Your instructions.
Extract every line of the records that contains the string "highlight", treating uppercase and lowercase letters as distinct.

═══ Listed records ═══

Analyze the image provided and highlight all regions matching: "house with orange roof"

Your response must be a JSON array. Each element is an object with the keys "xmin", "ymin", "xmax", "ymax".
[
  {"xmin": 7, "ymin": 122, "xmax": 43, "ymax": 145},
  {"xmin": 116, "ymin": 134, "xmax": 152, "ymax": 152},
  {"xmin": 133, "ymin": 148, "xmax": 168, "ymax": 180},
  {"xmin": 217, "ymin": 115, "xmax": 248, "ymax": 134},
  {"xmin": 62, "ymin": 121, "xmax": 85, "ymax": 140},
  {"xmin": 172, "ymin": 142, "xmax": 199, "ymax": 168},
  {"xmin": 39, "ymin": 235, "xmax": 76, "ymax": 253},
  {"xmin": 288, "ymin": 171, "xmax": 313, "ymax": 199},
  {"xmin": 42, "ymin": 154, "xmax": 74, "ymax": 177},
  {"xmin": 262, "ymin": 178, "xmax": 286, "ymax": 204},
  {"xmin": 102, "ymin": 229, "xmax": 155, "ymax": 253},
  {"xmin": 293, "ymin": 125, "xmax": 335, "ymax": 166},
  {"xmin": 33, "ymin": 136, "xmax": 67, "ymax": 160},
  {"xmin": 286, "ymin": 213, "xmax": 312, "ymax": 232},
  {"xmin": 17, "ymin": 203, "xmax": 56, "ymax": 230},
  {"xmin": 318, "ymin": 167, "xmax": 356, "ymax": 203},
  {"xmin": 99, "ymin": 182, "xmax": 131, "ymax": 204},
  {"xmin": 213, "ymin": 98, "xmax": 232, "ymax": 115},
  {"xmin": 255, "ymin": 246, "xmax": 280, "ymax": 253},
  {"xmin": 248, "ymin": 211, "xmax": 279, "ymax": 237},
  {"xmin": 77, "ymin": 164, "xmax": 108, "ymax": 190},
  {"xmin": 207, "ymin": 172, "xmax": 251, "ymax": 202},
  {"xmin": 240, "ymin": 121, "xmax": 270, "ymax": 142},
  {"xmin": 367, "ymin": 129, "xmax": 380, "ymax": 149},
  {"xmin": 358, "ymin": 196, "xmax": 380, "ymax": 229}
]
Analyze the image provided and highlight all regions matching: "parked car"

═══
═══ Listed records ═══

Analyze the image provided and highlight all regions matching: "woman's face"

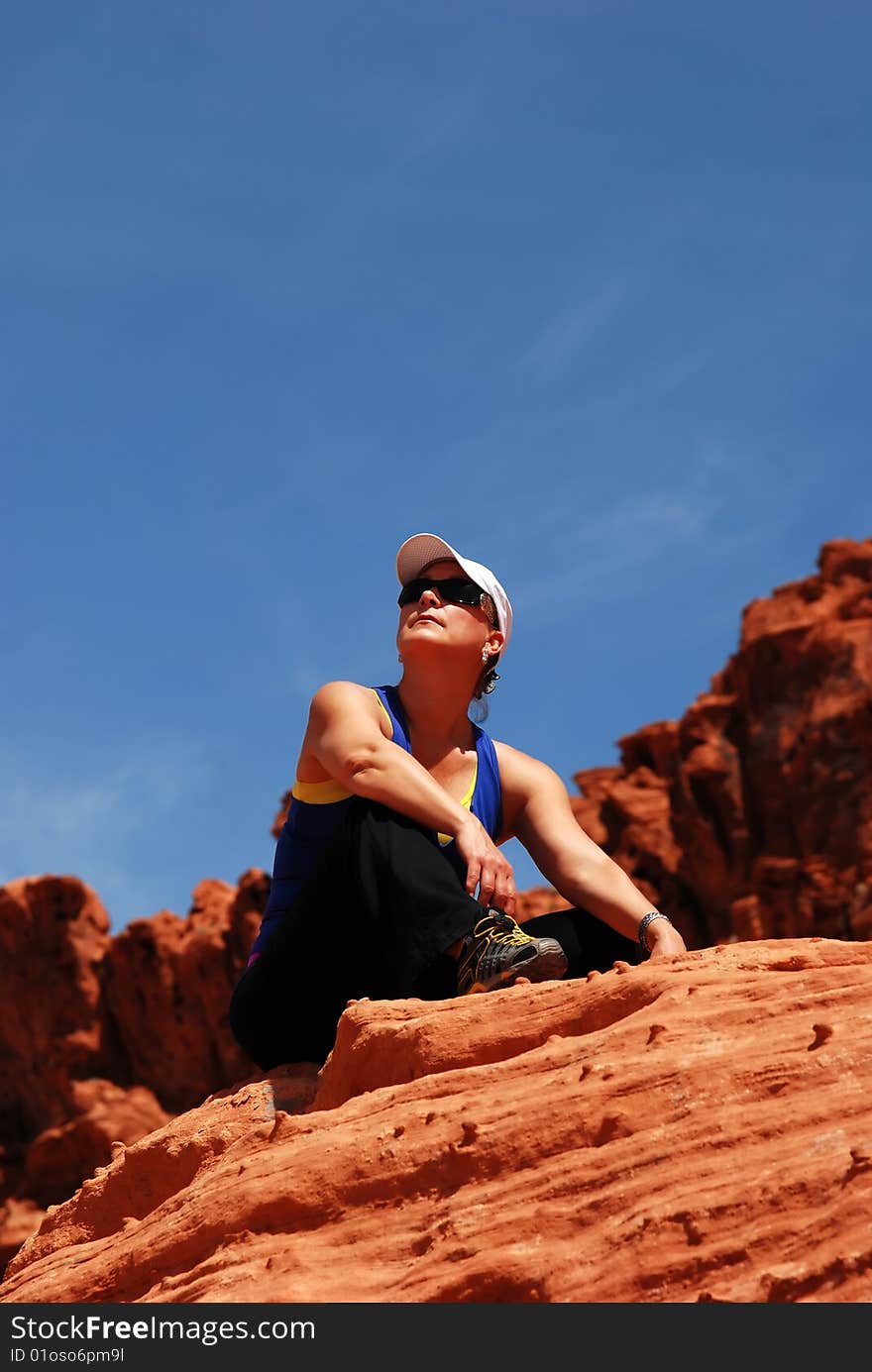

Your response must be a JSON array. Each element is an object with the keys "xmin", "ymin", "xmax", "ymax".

═══
═══ Listed records ═══

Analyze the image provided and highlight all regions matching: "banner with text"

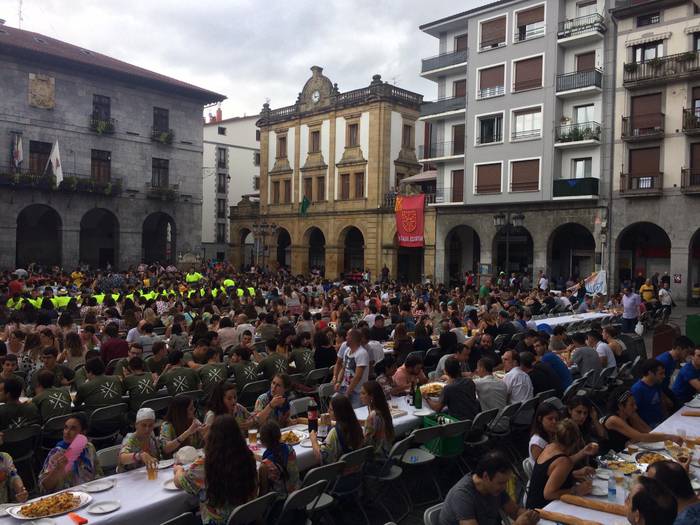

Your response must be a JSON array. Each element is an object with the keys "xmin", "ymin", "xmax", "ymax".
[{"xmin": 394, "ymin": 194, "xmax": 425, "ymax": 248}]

═══

Response for this exercise.
Analyze the image provided and highlight all regions matching: "house with orange roof"
Analyze the image provided and highlight all regions matching: "parked car"
Analyze the image provided and highlight all regions matching: "woman's face"
Analyze the image provided and highlight all regions matching: "banner with text"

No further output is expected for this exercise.